### REQUIREMENT
Write a continuation of the author interview about writing below, beginning right after its final answer.
====== TEXT PASSAGE ======
When did you first realize you wanted to be a writer?
I "published" my first collection of short stories in a loose leaf notebook when I was 13. My first job was in writing news stories for radio. As a reporter, most of my young adult years were spent writing nonfiction, but when I "graduated" and became an editor, I really missed writing, and I thought fiction was more fun. I wrote fiction whenever I could but wasn't able to really focus on it until much later in life.
How long does it take you to write a book?
It's very hard to generalize. Once the idea is there and the characters are at least partially formed in my head, it usually takes about six months for the first draft and another six months or more for revisions. And that's before an editor goes to work on it.
What was one of the most surprising things you learned in creating your books?
How hard it is to be accepted by a traditional publisher. After a dozen agents told me they liked my work, but it wasn't commercial enough, I realized I had to try small independent publishers and quickly found a home at Pen-L Publishing.
Do you hear from your readers much? What kinds of things do they say?
Not nearly as much as I'd like. I've been invited to several book clubs and that is a wonderful experience and a great opportunity to learn how to get better. It always amazes me to hear what readers find in my books and my characters. Often it's something I wasn't even aware of.
Does writing energize or exhaust you?
Both. Definitely both.
What is your writing Kryptonite?
Do you try more to be original or to deliver to readers what they want?
You have to be original and find some way to stand out in crowded markets, but you always have to keep the reader in mind. It may be fun and interesting to write for yourself, but authors can't exist without readers.
====== INFORMATION SHOWN ======
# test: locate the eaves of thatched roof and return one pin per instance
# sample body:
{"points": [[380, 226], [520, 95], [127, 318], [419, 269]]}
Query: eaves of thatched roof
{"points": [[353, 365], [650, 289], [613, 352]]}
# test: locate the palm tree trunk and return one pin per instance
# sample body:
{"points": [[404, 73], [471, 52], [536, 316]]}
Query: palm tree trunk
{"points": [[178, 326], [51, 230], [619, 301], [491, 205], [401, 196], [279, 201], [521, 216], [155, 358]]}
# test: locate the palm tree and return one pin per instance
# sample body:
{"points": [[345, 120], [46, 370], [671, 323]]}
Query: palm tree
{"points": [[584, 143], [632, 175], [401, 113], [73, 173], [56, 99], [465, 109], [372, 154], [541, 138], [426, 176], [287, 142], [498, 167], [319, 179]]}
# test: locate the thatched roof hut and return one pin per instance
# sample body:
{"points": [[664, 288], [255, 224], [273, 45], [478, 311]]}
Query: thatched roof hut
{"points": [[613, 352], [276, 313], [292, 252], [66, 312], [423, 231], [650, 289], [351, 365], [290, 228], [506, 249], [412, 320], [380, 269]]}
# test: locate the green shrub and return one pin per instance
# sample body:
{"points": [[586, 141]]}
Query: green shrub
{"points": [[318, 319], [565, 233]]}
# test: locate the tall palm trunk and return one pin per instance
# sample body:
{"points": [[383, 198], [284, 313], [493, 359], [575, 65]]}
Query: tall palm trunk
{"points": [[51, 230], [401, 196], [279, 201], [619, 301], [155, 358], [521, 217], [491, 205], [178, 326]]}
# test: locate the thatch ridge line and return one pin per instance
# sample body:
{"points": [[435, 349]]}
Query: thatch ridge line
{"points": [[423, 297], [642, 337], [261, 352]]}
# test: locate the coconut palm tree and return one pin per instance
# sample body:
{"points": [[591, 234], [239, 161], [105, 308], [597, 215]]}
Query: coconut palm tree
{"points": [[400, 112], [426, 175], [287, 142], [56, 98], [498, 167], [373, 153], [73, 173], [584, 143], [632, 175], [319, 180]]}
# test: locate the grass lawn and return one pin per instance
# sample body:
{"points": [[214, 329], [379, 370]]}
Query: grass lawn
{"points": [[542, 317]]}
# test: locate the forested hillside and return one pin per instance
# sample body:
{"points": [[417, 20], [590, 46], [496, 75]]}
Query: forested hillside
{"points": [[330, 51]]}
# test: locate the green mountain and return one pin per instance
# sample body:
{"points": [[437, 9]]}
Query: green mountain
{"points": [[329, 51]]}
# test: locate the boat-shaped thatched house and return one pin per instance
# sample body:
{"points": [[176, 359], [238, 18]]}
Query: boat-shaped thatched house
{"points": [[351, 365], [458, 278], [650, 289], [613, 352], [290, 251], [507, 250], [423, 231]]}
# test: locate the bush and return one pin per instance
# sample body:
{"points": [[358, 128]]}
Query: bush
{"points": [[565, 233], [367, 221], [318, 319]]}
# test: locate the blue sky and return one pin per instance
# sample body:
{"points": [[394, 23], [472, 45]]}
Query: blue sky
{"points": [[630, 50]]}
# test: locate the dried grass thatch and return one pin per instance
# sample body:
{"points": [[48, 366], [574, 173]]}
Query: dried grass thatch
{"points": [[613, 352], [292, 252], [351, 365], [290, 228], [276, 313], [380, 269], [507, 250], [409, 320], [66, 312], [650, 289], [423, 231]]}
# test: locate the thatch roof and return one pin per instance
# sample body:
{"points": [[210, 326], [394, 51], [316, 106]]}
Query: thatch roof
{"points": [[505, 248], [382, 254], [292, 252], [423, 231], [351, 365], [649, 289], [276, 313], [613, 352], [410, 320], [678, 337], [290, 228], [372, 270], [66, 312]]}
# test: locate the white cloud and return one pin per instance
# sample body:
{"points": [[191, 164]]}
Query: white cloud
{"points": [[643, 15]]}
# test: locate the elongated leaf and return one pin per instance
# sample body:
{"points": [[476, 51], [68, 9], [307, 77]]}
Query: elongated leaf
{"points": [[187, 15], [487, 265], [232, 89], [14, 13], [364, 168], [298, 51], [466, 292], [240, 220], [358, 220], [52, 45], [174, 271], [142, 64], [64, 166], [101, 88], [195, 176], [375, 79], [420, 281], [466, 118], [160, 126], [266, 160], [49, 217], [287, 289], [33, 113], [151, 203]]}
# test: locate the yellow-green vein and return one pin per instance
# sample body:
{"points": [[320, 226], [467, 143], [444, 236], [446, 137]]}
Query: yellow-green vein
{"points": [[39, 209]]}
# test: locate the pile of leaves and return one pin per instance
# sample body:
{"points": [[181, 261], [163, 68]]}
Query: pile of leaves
======
### RESPONSE
What authors did you dislike at first but grew into?
At what point do you think someone should call themselves a writer?
As soon as they write anything that they weren't required to do for school. I lead a Writing Club for teens through the Maryland Writers' Association, and we have kids as young as twelve who are really talented. I think they are writers. A professional writer is something else -- I'd probably reserve that title for someone who has published their work in some form.
What do the words “writer’s block” mean to you?
I've been lucky enough not to be acquainted with that particular term.
Are there therapeutic benefits to modeling a character after someone you know?
What comes first for you — the plot or the characters — and why?
That's an age old question that is hard for me to answer. In my Jonas Hawke series, the character came first -- creating him was actually an exercise in graduate school. The plot came separately and it took some time before I realized they belonged together. In the second and third books in the Hawke series, the characters were pretty well formed, so they obviously came first. In my mystery, The Question Is Murder, the plot idea hit first. But the truth is, the characters always change the plot as you go along and the plot changes the characters. I think the best books are those in which the characters and plot work in tandem.
How would you describe your book’s ideal reader?
How much research did you need to do for your book?
Tell us more about your book/s?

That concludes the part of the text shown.